> **Task prompt**
Print the data exactly as it is given, please.

> **Information provided**

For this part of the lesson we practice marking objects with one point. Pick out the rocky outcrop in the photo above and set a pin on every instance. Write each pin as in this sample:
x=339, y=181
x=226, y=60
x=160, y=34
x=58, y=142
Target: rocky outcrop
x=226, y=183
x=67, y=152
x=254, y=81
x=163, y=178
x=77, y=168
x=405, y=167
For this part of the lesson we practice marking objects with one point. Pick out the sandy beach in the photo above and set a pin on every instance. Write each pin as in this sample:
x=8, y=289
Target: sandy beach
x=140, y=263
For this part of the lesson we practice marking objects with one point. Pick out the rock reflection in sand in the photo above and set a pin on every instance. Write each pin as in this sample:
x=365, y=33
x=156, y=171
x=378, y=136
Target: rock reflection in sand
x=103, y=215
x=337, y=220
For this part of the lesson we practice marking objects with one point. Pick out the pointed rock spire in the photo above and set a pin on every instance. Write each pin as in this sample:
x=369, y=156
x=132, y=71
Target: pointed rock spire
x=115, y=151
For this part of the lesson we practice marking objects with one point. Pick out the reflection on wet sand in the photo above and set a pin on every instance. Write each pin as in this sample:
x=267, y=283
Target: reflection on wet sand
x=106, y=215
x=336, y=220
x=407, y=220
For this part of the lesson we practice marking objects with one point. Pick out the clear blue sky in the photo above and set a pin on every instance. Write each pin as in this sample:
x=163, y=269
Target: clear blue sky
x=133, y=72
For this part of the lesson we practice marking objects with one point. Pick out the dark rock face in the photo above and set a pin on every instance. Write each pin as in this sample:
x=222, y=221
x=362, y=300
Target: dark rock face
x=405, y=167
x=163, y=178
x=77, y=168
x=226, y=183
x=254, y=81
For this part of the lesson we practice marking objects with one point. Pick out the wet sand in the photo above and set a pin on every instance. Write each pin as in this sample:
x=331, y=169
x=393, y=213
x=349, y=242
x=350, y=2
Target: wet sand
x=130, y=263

> **Answer to this exercise**
For this part of the lesson we practice marking objects with one point. Pick out the rocky outcrop in the photo above and set a pin on every instance. Write each pin as in this sample:
x=339, y=181
x=226, y=60
x=160, y=34
x=58, y=142
Target: rocky outcrop
x=226, y=183
x=67, y=152
x=254, y=81
x=163, y=178
x=77, y=168
x=405, y=167
For this part of the lesson we practice marking objects with one point. Pick out the sandy beach in the photo above and set a pin on every instance. Write each pin as in this sample:
x=8, y=289
Target: sandy beach
x=140, y=263
For this part of the lesson we practice marking objects with one point. Pick out the rock reflection in sand in the photo above and set a pin on every instance. Write each pin as in this sample:
x=365, y=33
x=156, y=171
x=378, y=136
Target: rock reflection in sand
x=103, y=215
x=337, y=220
For this part of the lesson we practice marking objects with one point. Pick out the pointed rock spire in the photo above and set a pin on every instance. Write each pin as in this sample:
x=369, y=156
x=132, y=71
Target: pointed rock spire
x=115, y=151
For this part of the lesson we practice marking objects with one point. Pick out the reflection on wet sand in the photo above and set a pin on every instance. Write each pin as in this sample:
x=267, y=283
Target: reflection on wet sand
x=106, y=215
x=336, y=220
x=407, y=220
For this part of the lesson we practice marking objects with one point. Pick out the clear blue sky in the photo above and set a pin on every instance. Write each pin as in this sample:
x=163, y=269
Target: clear blue sky
x=133, y=72
For this part of the lesson we practice marking objects with one point. Pick out the dark rock face in the photo above and set a pin on every instance. Write each pin as in this sample:
x=222, y=221
x=362, y=300
Target: dark rock face
x=405, y=167
x=163, y=178
x=77, y=168
x=226, y=183
x=254, y=81
For this part of the lesson we practice marking objects with one point. Pick out the wet sand in the photo above and set a pin on every instance. Write each pin as in this sample:
x=331, y=169
x=393, y=213
x=349, y=242
x=350, y=2
Target: wet sand
x=130, y=263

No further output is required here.